- **Records supplied**:

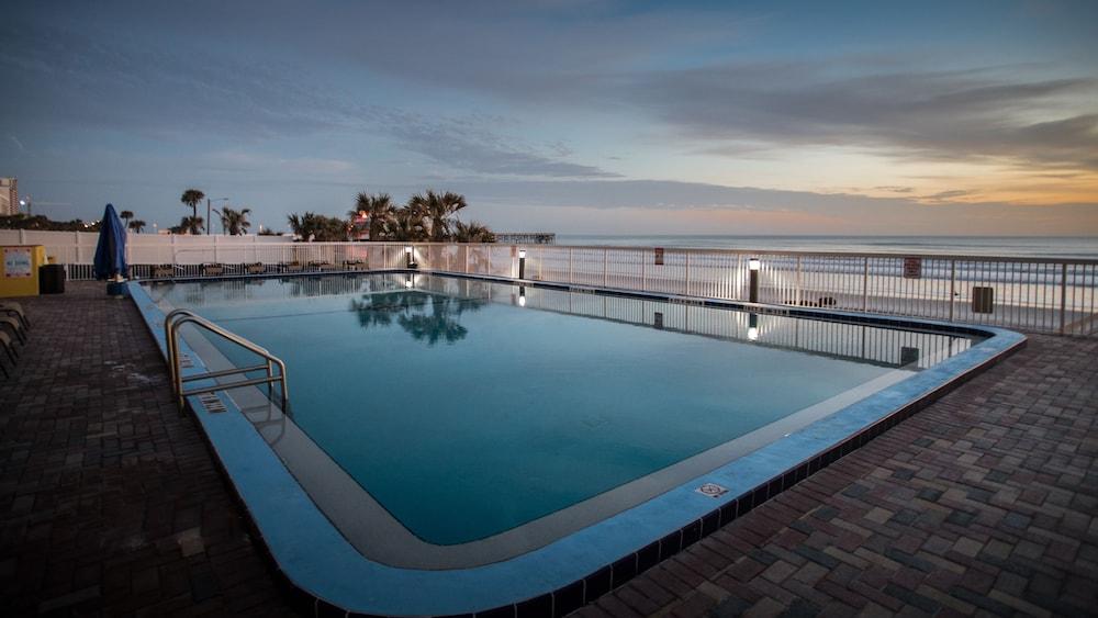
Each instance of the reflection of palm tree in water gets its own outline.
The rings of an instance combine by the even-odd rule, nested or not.
[[[363,295],[350,302],[363,328],[396,324],[417,341],[434,346],[439,341],[455,344],[469,330],[458,322],[466,311],[484,305],[479,299],[456,299],[445,294],[416,290],[400,290]]]
[[[293,297],[301,296],[335,296],[360,291],[363,279],[355,276],[346,277],[287,277],[282,281]]]

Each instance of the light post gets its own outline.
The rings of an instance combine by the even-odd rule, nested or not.
[[[759,302],[759,269],[761,267],[762,263],[759,261],[759,258],[751,258],[748,260],[748,271],[750,272],[750,285],[751,285],[751,291],[750,295],[748,296],[748,300],[751,301],[752,303]]]
[[[214,198],[212,201],[213,202],[227,202],[228,198]],[[213,210],[213,209],[210,207],[210,202],[211,202],[210,198],[206,198],[206,236],[210,235],[210,211]],[[222,225],[222,228],[223,228],[222,232],[224,232],[225,224],[222,223],[221,225]]]

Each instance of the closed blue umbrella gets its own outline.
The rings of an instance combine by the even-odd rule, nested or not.
[[[119,213],[114,212],[114,205],[107,204],[99,227],[99,244],[96,245],[96,279],[121,281],[126,272],[126,228]]]

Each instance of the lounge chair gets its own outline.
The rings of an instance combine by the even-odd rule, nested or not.
[[[0,347],[8,352],[8,360],[11,361],[12,369],[15,368],[15,359],[19,358],[19,352],[15,351],[15,346],[11,344],[11,337],[7,333],[0,332]],[[10,378],[11,374],[8,373],[8,368],[3,366],[3,361],[0,361],[0,369],[3,370],[3,377]]]
[[[23,305],[19,303],[8,301],[0,303],[0,314],[15,316],[23,323],[23,328],[31,327],[31,321],[26,317],[26,312],[23,311]]]
[[[0,317],[0,326],[11,330],[11,334],[19,338],[19,342],[26,345],[26,332],[23,330],[22,323],[14,317]]]

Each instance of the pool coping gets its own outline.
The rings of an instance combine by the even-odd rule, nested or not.
[[[289,584],[293,600],[301,608],[316,615],[564,615],[749,513],[1026,344],[1024,336],[994,327],[463,273],[386,269],[293,273],[290,277],[392,272],[598,291],[765,314],[931,328],[989,338],[787,438],[548,546],[501,562],[448,571],[399,569],[363,558],[328,523],[244,415],[209,413],[197,397],[190,397],[191,409],[195,411],[194,416],[226,477],[262,537],[279,578]],[[287,274],[251,277],[279,278]],[[171,281],[213,280],[179,278]],[[142,283],[128,283],[131,296],[163,352],[164,315]],[[193,357],[186,342],[180,347],[183,352],[191,353],[194,364],[184,368],[184,374],[201,372],[201,361]],[[231,412],[236,411],[232,400],[223,394],[219,397]],[[788,461],[797,463],[792,467],[784,463]],[[708,497],[696,491],[704,483],[715,483],[728,491],[718,497]],[[576,577],[575,573],[586,575]]]

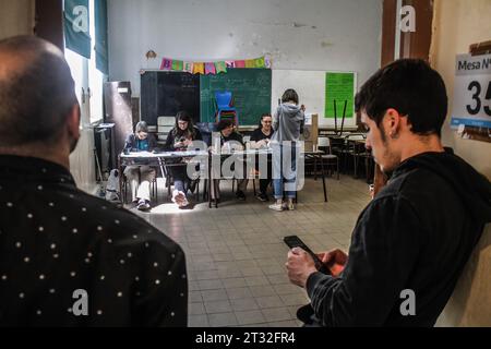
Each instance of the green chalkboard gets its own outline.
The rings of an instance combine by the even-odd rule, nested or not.
[[[228,69],[227,73],[200,76],[202,122],[215,122],[215,92],[231,91],[240,125],[256,125],[271,112],[271,69]]]

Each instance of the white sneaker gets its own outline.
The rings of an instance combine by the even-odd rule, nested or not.
[[[270,205],[270,208],[274,209],[274,210],[278,210],[278,212],[282,212],[284,209],[283,204],[277,204],[277,203]]]
[[[140,210],[148,210],[151,209],[149,202],[142,198],[139,201],[139,205],[136,206],[136,208]]]

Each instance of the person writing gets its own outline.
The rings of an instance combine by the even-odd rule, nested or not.
[[[145,121],[136,123],[134,131],[128,135],[124,142],[125,154],[152,152],[157,147],[157,141],[153,134],[148,134]],[[149,183],[155,180],[156,170],[145,165],[145,160],[135,159],[134,165],[127,166],[123,173],[130,182],[131,198],[133,203],[136,203],[136,208],[140,210],[151,209]]]
[[[193,125],[192,119],[187,111],[179,111],[176,116],[176,125],[170,130],[165,148],[169,152],[187,151],[193,141],[203,141],[200,130]],[[188,207],[189,201],[187,198],[188,190],[194,190],[194,181],[189,179],[187,173],[187,163],[179,160],[182,166],[169,167],[170,173],[173,178],[172,202],[179,207]]]

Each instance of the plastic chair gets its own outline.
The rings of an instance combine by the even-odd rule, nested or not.
[[[326,163],[327,168],[330,168],[333,165],[336,165],[337,180],[339,180],[339,158],[337,157],[337,155],[333,154],[333,151],[331,148],[331,140],[328,137],[319,137],[319,148],[326,149],[325,152],[326,154],[322,155],[322,161]]]

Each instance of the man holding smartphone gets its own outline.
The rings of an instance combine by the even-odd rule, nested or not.
[[[390,180],[359,216],[349,257],[339,250],[319,255],[332,275],[296,248],[288,277],[311,299],[309,325],[433,326],[491,221],[491,184],[445,152],[445,85],[427,62],[381,69],[361,87],[356,110]],[[408,290],[416,297],[410,315],[400,311]]]

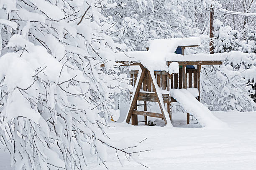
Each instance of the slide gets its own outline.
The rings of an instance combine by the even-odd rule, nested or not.
[[[170,95],[187,113],[196,118],[202,126],[211,129],[228,128],[225,123],[215,117],[187,89],[171,89]]]

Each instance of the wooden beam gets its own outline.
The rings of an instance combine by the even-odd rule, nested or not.
[[[138,98],[138,95],[140,92],[140,90],[141,87],[141,85],[142,84],[143,79],[144,79],[144,77],[145,77],[146,72],[146,68],[143,68],[142,70],[141,75],[141,77],[140,77],[140,79],[139,80],[139,82],[138,83],[138,86],[137,86],[136,90],[134,92],[134,97],[133,97],[133,101],[132,101],[131,105],[131,107],[130,108],[130,110],[129,110],[129,112],[128,112],[128,115],[126,118],[126,122],[127,123],[129,123],[130,122],[130,120],[131,120],[131,118],[133,114],[133,112],[134,109],[134,107],[135,107],[136,104],[137,104],[137,98]]]
[[[200,101],[200,73],[201,65],[197,65],[197,89],[198,90],[198,101]]]
[[[186,48],[186,47],[199,47],[200,45],[185,45],[185,46],[179,46],[178,47],[178,48]]]
[[[194,80],[194,88],[197,88],[197,70],[195,69],[194,72],[194,77],[193,79]]]
[[[182,88],[182,69],[179,68],[179,88]]]
[[[130,79],[130,84],[133,86],[133,87],[134,87],[134,86],[133,85],[133,74],[131,74]]]
[[[138,125],[138,115],[134,114],[132,115],[132,125],[135,126]]]
[[[150,72],[148,70],[148,75],[149,75],[148,77],[149,77],[149,78],[150,79],[150,80],[151,80],[151,82],[153,86],[153,91],[155,92],[155,93],[156,95],[156,98],[157,99],[157,101],[158,101],[158,104],[159,104],[159,106],[160,108],[160,110],[161,110],[161,112],[162,113],[162,114],[163,115],[163,118],[164,118],[164,122],[165,123],[165,124],[166,125],[167,124],[167,121],[166,121],[166,118],[165,118],[165,116],[164,116],[164,110],[163,109],[163,107],[162,106],[162,104],[161,104],[159,98],[158,97],[158,95],[157,94],[157,92],[156,92],[156,87],[155,87],[155,85],[154,84],[153,80],[152,79],[152,77],[151,76],[151,75],[150,74]]]
[[[178,88],[178,73],[174,73],[174,88]]]
[[[147,101],[144,101],[144,111],[147,111]],[[144,120],[145,120],[145,125],[146,125],[148,124],[148,118],[147,116],[144,116]]]
[[[149,116],[154,118],[163,118],[163,115],[161,113],[153,113],[152,112],[145,112],[144,111],[133,110],[133,115],[141,115],[144,116]]]
[[[186,71],[186,66],[182,66],[182,88],[187,89],[187,72]]]
[[[189,72],[189,88],[191,88],[192,87],[192,71],[191,70],[187,70]]]
[[[158,87],[159,87],[159,88],[161,88],[161,75],[157,75],[157,85],[158,85]]]
[[[167,62],[168,65],[174,62],[178,62],[179,65],[219,65],[223,63],[222,61],[172,61]]]

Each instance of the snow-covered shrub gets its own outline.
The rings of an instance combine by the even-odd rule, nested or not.
[[[104,2],[0,1],[0,141],[14,169],[84,169],[90,154],[105,165],[108,146],[132,156],[104,130],[123,85]]]
[[[229,26],[223,26],[223,22],[216,20],[214,28],[214,52],[224,52],[237,51],[240,46],[239,32],[233,30]]]
[[[251,85],[256,84],[255,55],[231,52],[223,55],[226,57],[223,65],[202,68],[202,102],[212,110],[256,110],[248,95]]]

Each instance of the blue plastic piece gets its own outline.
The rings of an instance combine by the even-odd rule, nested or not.
[[[182,50],[180,47],[177,48],[176,50],[174,52],[175,54],[182,54]],[[182,67],[179,66],[180,68]],[[187,68],[191,69],[195,69],[195,67],[194,65],[187,65]]]
[[[195,69],[195,66],[194,65],[187,65],[187,68],[190,68],[191,69]]]

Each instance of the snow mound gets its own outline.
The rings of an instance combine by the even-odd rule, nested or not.
[[[229,128],[225,123],[214,116],[207,108],[186,89],[171,89],[170,95],[187,112],[196,118],[202,127],[210,129]]]

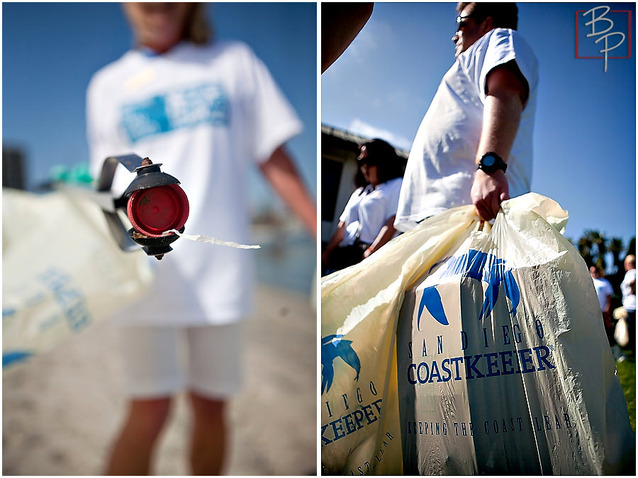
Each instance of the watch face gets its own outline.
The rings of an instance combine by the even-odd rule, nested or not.
[[[483,164],[488,167],[493,166],[496,162],[496,159],[493,156],[486,156],[483,158]]]

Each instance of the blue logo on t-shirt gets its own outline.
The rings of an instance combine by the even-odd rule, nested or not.
[[[505,288],[505,296],[512,303],[510,314],[512,317],[516,314],[516,309],[520,302],[520,291],[518,284],[514,279],[511,268],[505,268],[505,261],[498,258],[496,256],[481,251],[470,249],[460,257],[452,257],[446,260],[441,268],[432,276],[436,280],[447,277],[460,275],[461,278],[469,277],[476,280],[486,282],[488,288],[485,291],[485,300],[483,308],[478,314],[478,319],[489,315],[494,305],[498,299],[498,288],[502,282]],[[417,328],[421,320],[423,308],[427,309],[434,319],[443,325],[449,325],[441,296],[435,285],[425,288],[419,304],[417,317]]]
[[[122,126],[135,143],[151,135],[201,123],[228,126],[228,97],[219,84],[208,83],[122,106]]]

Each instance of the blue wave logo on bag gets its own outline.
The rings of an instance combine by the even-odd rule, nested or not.
[[[332,363],[337,357],[352,367],[357,372],[355,380],[359,380],[361,362],[357,352],[350,345],[351,340],[342,340],[342,335],[328,335],[321,338],[321,394],[328,392],[332,385],[335,369]]]
[[[432,267],[435,267],[435,264]],[[419,304],[417,328],[420,330],[420,322],[421,314],[425,307],[435,319],[443,325],[449,325],[441,295],[437,290],[436,285],[448,277],[460,275],[461,278],[469,277],[476,280],[488,283],[485,291],[485,300],[483,309],[478,314],[478,320],[488,316],[498,300],[498,288],[503,283],[505,296],[512,302],[510,314],[513,317],[516,314],[516,309],[520,302],[520,290],[512,274],[512,269],[505,266],[503,259],[497,258],[493,254],[470,249],[460,257],[451,257],[443,262],[443,265],[432,275],[426,279],[426,283],[436,282],[435,285],[425,288],[421,301]]]

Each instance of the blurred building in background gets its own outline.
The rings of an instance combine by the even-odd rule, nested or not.
[[[320,212],[323,246],[330,240],[339,223],[339,216],[354,190],[359,144],[372,139],[326,125],[321,125]],[[403,160],[405,170],[410,152],[396,148],[395,151]]]

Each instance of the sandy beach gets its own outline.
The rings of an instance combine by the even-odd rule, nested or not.
[[[230,403],[230,475],[317,474],[316,314],[303,295],[260,283],[245,324],[245,386]],[[98,324],[4,370],[4,475],[99,475],[123,417],[117,334]],[[187,475],[189,410],[175,402],[152,472]]]

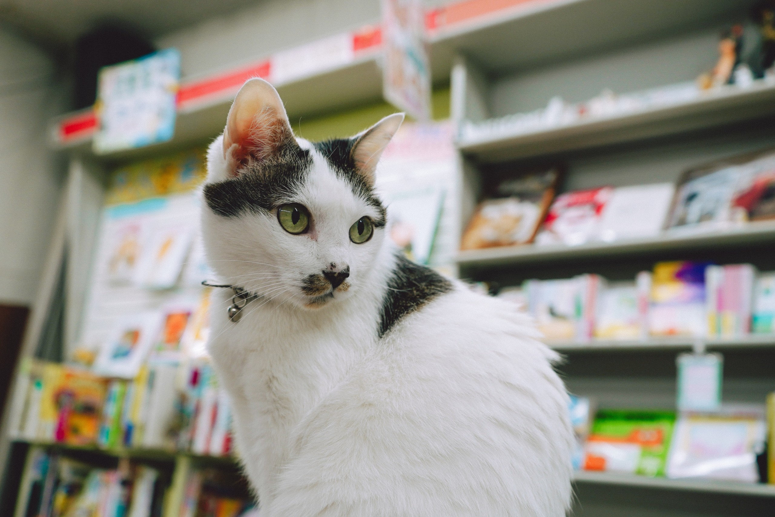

- **What is being asked**:
Pick out each line above that contains the word "chair" and copy those lines. Case counts.

- **Output below**:
Each instance of the lounge chair gets its own outline.
Each instance of the plastic chair gets its own outline.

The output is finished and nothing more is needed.